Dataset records
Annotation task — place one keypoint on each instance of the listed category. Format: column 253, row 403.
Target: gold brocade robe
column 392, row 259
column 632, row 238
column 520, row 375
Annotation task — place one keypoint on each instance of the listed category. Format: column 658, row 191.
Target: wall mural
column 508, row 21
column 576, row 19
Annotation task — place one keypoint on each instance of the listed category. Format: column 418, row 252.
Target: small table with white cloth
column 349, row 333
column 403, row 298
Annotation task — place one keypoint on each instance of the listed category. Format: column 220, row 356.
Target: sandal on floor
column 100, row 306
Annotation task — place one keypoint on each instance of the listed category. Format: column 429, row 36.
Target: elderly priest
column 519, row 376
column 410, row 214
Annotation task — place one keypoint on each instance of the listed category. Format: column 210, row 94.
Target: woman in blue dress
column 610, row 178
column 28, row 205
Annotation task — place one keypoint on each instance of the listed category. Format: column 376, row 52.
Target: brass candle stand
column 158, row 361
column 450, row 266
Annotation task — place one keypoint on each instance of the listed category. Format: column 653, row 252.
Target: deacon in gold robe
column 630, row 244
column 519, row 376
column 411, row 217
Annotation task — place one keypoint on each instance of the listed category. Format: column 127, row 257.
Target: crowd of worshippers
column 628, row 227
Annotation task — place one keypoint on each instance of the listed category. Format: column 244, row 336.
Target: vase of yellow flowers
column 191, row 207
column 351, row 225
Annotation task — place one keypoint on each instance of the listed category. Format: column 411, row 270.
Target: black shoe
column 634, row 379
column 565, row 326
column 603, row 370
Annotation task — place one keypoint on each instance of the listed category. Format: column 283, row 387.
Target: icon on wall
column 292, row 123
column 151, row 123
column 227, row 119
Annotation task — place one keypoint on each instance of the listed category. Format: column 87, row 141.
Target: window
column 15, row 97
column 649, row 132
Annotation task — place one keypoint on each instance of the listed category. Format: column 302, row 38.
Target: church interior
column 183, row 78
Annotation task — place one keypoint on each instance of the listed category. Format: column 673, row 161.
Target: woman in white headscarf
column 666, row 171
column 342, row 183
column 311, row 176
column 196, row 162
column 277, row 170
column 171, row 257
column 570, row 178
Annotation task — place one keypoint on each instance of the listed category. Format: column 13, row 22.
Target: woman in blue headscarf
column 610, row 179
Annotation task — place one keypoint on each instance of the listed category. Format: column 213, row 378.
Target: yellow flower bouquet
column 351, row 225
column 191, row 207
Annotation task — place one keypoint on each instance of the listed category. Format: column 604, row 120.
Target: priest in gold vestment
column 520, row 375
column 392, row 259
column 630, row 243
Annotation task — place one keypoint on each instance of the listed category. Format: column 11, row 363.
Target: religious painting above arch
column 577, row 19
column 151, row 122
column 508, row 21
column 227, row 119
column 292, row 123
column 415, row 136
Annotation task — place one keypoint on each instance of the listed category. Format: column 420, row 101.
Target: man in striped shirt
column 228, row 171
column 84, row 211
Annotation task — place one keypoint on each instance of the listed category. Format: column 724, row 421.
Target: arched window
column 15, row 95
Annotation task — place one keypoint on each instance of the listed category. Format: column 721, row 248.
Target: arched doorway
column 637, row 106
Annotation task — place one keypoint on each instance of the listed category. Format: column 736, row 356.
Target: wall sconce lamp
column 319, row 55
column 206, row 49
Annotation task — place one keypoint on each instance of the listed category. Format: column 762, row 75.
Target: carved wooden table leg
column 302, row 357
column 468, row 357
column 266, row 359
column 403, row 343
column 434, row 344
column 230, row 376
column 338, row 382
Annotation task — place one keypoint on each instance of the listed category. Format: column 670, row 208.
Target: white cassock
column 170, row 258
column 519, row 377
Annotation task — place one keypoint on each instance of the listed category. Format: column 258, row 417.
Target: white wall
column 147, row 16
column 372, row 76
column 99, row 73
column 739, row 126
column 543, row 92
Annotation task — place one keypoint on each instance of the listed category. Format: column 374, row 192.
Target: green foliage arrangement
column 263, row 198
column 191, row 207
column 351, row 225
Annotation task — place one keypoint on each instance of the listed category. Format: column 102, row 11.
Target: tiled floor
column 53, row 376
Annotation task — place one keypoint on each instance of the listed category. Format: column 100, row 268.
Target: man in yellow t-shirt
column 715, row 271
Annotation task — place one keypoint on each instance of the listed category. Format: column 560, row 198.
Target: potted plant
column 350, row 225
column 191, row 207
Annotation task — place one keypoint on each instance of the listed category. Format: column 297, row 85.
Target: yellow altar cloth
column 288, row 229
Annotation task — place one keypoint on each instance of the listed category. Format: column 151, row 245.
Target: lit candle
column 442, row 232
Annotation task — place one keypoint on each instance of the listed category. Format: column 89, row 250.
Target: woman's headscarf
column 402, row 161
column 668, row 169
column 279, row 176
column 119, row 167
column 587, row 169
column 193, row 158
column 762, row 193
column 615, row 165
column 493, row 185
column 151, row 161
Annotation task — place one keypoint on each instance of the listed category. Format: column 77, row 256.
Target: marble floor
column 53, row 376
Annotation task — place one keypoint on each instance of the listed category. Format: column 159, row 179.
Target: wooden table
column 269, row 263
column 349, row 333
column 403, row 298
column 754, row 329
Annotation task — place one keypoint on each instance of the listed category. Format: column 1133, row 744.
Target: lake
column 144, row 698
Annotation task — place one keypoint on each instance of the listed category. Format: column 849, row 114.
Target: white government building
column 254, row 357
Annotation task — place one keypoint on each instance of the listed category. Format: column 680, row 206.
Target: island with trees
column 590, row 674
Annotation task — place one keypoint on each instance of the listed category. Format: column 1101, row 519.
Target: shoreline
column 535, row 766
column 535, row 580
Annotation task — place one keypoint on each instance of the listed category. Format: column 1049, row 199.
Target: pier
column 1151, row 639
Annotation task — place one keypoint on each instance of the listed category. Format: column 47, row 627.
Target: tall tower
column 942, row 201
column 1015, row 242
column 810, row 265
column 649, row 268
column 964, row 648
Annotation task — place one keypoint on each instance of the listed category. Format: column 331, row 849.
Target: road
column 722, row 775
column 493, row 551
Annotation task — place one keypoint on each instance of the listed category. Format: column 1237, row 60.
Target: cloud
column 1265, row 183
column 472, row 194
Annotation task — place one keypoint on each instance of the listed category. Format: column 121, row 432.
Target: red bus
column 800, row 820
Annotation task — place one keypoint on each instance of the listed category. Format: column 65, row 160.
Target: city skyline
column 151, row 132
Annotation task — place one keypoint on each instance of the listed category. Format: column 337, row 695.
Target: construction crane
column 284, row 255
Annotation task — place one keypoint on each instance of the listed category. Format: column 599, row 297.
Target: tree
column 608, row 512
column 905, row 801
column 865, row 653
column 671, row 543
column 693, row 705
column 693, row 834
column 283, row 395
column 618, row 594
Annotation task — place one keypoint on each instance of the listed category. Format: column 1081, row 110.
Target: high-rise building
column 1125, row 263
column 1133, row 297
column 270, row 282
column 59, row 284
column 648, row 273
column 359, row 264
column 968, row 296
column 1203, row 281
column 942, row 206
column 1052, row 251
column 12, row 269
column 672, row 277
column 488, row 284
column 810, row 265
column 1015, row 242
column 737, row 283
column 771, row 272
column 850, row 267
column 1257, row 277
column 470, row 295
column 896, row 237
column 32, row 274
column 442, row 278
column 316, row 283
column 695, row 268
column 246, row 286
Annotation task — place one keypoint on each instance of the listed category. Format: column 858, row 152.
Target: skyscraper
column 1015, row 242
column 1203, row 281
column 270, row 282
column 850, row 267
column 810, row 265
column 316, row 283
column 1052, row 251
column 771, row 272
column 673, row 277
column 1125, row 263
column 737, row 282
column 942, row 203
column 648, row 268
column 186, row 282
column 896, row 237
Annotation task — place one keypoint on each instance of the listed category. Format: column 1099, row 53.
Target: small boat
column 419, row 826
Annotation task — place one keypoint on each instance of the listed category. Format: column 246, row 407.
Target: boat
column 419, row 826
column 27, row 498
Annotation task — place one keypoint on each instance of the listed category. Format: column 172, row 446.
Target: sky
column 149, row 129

Work instructions » Your answer must be the lines above from the one containing "Target: black shoe" to the one containing "302, row 38.", both included, restated word for word.

Task output »
Target: black shoe
column 634, row 379
column 565, row 326
column 603, row 370
Annotation task — place one keypoint on each instance of the listed category. Format: column 283, row 387.
Target: icon on wall
column 292, row 123
column 151, row 123
column 227, row 119
Annotation task — place one keypoint on each instance of the listed category. Format: column 87, row 141.
Target: window
column 15, row 97
column 649, row 132
Annotation task — place one keypoint on each instance of the listed category. Format: column 302, row 38.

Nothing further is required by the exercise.